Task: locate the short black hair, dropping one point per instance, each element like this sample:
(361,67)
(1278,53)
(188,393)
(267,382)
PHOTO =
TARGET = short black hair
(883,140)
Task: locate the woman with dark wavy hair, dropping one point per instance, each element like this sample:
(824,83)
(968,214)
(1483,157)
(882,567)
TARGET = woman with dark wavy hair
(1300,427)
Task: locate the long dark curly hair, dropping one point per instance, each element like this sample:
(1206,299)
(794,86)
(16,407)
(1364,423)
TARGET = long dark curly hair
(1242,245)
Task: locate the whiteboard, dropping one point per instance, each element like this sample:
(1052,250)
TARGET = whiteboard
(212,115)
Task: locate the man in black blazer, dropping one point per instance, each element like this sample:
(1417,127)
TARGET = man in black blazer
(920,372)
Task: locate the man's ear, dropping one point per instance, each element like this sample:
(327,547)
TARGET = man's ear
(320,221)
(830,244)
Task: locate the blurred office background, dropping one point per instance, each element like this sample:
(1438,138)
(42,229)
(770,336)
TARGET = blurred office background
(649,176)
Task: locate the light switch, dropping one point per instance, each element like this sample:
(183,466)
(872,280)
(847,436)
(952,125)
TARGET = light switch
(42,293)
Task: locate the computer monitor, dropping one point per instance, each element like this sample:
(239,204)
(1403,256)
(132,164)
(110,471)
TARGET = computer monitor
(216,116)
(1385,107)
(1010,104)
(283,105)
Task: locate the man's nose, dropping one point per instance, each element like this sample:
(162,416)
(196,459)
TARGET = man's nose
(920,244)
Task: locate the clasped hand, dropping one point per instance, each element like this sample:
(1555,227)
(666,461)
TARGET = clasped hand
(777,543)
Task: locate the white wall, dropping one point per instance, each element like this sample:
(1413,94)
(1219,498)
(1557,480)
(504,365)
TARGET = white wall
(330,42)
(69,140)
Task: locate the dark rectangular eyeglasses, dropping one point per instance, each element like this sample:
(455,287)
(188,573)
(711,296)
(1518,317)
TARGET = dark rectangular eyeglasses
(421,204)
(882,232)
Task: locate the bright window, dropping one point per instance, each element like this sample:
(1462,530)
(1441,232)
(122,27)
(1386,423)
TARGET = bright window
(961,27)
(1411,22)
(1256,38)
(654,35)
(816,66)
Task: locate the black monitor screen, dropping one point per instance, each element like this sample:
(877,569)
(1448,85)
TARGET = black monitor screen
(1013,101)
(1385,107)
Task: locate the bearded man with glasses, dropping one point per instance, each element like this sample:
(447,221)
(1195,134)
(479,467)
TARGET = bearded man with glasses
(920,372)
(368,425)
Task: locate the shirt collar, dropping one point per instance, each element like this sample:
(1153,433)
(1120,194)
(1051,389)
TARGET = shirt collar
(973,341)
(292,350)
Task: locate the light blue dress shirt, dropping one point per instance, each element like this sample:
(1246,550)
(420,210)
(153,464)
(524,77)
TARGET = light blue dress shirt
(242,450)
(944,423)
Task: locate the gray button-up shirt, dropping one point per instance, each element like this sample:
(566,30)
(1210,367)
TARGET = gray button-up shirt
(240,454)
● ● ●
• Requirement:
Reproduce, word for word, the lines from the one holding "Task: locate the light blue" through the end of the entries above, both ends included.

• Expected answer:
Task: locate the light blue dress shirt, dropping one point per instance, each element like this sample:
(1246,550)
(420,210)
(153,464)
(524,77)
TARGET = light blue dress shirt
(242,450)
(944,423)
Task: locate the gray button-up shirt, dropping one point per instance, each element like this sample:
(566,30)
(1210,367)
TARGET = gray button-up shirt
(240,454)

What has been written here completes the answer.